**WHAT IS BEING ASKED:** Gather every line in the entries below that contains the word "orange" and copy each one out in full.

**EXERCISE MATERIAL:**

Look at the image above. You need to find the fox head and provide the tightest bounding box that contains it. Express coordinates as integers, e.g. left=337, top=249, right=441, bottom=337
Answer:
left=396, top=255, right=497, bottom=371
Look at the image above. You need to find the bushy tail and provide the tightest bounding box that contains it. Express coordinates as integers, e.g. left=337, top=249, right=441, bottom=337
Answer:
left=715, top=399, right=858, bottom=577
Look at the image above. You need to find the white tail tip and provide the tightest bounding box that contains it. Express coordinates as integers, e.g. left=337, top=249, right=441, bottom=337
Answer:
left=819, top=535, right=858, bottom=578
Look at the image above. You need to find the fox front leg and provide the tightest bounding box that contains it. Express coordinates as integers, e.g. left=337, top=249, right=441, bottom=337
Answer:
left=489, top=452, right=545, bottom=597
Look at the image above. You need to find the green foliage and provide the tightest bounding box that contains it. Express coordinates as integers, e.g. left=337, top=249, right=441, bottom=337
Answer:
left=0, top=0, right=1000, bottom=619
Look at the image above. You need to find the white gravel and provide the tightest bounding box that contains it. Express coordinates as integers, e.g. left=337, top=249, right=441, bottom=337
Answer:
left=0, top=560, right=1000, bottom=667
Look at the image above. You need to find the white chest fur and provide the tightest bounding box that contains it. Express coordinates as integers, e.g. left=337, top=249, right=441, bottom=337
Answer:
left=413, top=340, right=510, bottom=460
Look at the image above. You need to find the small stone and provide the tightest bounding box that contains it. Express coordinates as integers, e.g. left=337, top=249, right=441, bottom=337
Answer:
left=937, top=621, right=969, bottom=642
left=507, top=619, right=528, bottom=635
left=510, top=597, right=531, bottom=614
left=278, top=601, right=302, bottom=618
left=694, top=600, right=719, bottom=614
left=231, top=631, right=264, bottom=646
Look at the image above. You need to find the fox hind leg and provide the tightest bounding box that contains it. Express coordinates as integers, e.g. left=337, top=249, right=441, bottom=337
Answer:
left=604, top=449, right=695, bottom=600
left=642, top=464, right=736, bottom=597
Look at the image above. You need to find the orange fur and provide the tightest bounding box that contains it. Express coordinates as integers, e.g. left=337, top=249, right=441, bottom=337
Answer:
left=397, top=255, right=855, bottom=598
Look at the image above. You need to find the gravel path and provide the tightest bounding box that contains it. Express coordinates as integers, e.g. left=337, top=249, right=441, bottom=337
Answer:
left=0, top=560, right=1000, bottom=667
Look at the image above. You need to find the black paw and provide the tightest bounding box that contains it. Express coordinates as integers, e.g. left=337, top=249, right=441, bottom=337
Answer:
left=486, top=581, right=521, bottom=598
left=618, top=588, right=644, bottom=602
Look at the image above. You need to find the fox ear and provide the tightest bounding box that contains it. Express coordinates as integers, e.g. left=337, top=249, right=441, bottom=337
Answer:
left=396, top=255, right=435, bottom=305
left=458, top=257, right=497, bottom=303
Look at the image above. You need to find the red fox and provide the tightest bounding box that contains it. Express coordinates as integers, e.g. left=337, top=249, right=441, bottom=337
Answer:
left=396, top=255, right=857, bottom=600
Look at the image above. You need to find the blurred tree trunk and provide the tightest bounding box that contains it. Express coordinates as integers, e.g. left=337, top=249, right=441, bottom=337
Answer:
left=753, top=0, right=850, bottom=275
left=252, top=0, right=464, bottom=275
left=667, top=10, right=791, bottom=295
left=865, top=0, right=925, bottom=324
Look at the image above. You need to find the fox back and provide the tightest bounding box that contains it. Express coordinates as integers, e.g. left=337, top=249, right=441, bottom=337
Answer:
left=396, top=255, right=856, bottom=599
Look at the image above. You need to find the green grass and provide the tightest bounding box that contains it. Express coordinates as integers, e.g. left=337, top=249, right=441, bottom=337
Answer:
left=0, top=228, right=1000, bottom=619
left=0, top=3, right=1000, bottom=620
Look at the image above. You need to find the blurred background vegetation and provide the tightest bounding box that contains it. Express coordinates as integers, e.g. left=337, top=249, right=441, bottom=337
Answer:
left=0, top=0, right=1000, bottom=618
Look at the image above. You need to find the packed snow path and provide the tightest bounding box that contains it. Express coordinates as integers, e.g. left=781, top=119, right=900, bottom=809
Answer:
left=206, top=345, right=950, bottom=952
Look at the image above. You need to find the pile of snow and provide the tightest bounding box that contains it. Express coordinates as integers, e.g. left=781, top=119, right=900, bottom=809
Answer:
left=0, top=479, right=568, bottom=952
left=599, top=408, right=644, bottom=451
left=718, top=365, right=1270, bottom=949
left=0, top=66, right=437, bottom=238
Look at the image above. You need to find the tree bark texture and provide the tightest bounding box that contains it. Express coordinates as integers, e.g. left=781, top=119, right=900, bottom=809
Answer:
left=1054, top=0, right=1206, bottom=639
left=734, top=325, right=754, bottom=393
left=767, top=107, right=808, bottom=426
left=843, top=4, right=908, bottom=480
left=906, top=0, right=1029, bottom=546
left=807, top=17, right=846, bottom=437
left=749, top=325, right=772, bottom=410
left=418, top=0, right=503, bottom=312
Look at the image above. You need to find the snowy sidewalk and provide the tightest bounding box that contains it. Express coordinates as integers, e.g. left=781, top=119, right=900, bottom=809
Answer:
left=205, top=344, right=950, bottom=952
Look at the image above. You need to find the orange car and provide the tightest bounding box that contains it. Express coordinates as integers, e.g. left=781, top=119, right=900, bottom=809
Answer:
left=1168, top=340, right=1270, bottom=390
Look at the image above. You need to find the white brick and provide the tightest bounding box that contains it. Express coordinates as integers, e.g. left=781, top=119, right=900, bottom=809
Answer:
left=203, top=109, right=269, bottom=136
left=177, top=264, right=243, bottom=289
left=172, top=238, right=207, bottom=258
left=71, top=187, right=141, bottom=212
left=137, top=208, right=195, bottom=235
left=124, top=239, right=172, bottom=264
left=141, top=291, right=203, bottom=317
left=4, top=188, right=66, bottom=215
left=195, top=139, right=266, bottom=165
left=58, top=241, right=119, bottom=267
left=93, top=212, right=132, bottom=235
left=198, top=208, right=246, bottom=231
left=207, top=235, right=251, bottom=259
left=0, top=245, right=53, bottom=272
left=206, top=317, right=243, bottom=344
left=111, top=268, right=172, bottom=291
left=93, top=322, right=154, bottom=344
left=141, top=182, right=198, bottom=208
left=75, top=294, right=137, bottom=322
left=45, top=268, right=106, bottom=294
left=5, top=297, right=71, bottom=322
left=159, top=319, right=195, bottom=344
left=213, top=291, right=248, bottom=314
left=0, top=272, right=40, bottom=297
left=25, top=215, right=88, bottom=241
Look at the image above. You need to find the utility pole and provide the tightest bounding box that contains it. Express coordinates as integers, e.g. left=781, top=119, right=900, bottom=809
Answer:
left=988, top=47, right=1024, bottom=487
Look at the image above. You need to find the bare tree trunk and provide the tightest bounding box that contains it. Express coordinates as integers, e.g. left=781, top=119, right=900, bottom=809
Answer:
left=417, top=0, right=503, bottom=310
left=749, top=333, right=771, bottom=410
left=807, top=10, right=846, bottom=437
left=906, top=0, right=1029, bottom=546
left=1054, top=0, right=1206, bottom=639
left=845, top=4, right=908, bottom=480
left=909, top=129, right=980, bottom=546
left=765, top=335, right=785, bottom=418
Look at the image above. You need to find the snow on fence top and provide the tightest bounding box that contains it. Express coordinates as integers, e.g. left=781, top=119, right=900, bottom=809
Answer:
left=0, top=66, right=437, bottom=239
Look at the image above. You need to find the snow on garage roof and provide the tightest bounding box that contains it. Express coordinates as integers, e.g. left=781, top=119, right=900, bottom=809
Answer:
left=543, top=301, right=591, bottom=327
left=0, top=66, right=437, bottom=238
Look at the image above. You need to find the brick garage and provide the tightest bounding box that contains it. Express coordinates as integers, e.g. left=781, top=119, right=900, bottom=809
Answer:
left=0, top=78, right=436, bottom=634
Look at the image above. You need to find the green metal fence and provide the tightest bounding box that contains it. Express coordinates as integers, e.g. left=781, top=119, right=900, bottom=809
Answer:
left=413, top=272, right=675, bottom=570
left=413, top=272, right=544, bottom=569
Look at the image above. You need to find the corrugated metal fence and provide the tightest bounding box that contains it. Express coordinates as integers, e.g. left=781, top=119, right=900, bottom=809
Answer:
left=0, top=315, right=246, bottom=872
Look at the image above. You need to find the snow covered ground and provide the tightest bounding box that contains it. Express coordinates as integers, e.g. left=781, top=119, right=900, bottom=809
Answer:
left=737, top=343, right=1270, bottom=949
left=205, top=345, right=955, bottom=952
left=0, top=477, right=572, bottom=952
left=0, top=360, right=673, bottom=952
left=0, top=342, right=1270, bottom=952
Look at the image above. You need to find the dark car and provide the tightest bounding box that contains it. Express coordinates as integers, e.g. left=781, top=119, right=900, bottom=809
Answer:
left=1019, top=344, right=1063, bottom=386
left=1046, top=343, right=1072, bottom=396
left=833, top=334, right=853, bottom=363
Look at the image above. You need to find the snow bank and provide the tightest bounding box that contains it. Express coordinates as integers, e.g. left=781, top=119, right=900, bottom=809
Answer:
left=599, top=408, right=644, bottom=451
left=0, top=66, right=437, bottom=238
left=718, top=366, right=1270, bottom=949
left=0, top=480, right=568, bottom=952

**ANSWER BELOW:**
Look at the image above. You need to find the orange fur and provide the tightest bounding box that contains it. Express coordinates as integers, e.g. left=337, top=249, right=441, bottom=337
Look at the image above. You need to find the orange car and provide the tightest bounding box that contains it. Express coordinates as integers, e.g. left=781, top=119, right=900, bottom=809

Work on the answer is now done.